#### [VORLIEGENDER TEXTAUSZUG]
Die Familie repräsentiert die erste Gruppe, der ein Mensch zugehörig ist. Es ist also die grundlegendste Zelle der Gesellschaft. Durch die Familie werden Bräuche, Normen, Moral, Gefühle und Verhaltensweisen vermittelt.“
Das darauffolgende Kapitel heißt: „Welche anderen Personen halten wir für Familienmitglieder?“ Dazu steht folgender Lehrtext im Buch:
„Die Familie? Luisito schau mal, weißt du, wer deine Familie ausmacht? Das sind Papa, Mama, dein Schwesterlein Gisela, Tante Mariso, deine Oma und du. Es stimmt. Vom Gesichtspunkt der Konsanguinität sind wir eine Verwandtschaft: Wir sind verantwortlich für deine Bildung und Erziehung undum auf dich aufzupassen. Aber wenn du bedenkst, dass alle Nachbar*innen im Viertel Kubaner*innen und Revolutionär*innen sind, dass wir alle eine gemeinsame Mutter haben, unser Mutterland, wer macht dann diese andere Familie aus?
Hier im Viertel sind wir mehr, z.B. Pepe und seine Verwandtschaft, ebenso Chrstina die Nachbarin dort an der Ecke. Warum nicht alle Nachbar*innen im Viertel?
Denke darüber nach, und genauso an deine Mitschüler*innen im Klassenzimmer, deine Lehrerin in deiner Schule. Denke gut darüber nach, mit deinen Mitschüler*innen lernst du jeden Tag, ihr arbeitet gemeinsam im Schulgarten. Mit ihnen teilst du deine Buntstifte, Radiergummi… bis zum Pausenbrot. Du spielst mit allen und ihr habt viel Spaß.
Deine Lehrerin, die dir guten Unterricht gibt, sich darum sorgt, dass ihr lernt und gute Noten erhaltet. Es gibt keine Zweifel… das ist auch wie eine Familie.
Und es gibt noch mehr, Luisito. Du kennst Lucía, sie zieht die kleine Carmen auf, die nicht ihre Tochter ist, aber sie kümmert sich um sie, erzieht sie und liebt sie sehr. Ist das nicht ihre Mutter?

#### [ERFASSTE DATEN]

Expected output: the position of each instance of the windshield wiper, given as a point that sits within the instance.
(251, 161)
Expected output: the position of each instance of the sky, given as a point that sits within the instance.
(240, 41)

#### [AUFGABEN]
- 1) Geben Sie die Stelle des Textauszugs von „Hier im Viertel“ bis „habt viel Spaß.“ wortgetreu wieder.
- 2) Prüfen Sie, ob die Aussagen (a) bis (c) mit dem Textauszug übereinstimmen. Antworten Sie jeweils mit Ja oder Nein und zitieren Sie die entscheidenden Worte des Textauszugs wörtlich.
(a) Zu Luisitos Familie gehört eine Tante namens Mariso.
(b) Carmen ist die Tochter von Lucía.
(c) Das Kapitel nach dem einleitenden Abschnitt trägt den Titel „Welche anderen Personen halten wir für Familienmitglieder?“
Die Zeilen stammen aus einer anderen Quelle als der Textauszug.

#### [LÖSUNGEN]
- 1)
Hier im Viertel sind wir mehr, z.B. Pepe und seine Verwandtschaft, ebenso Chrstina die Nachbarin dort an der Ecke. Warum nicht alle Nachbar*innen im Viertel?
Denke darüber nach, und genauso an deine Mitschüler*innen im Klassenzimmer, deine Lehrerin in deiner Schule. Denke gut darüber nach, mit deinen Mitschüler*innen lernst du jeden Tag, ihr arbeitet gemeinsam im Schulgarten. Mit ihnen teilst du deine Buntstifte, Radiergummi… bis zum Pausenbrot. Du spielst mit allen und ihr habt viel Spaß.

- 2)
(a) Ja: „Das sind Papa, Mama, dein Schwesterlein Gisela, Tante Mariso, deine Oma und du.“
(b) Nein: „sie zieht die kleine Carmen auf, die nicht ihre Tochter ist“
(c) Ja: „Das darauffolgende Kapitel heißt: „Welche anderen Personen halten wir für Familienmitglieder?““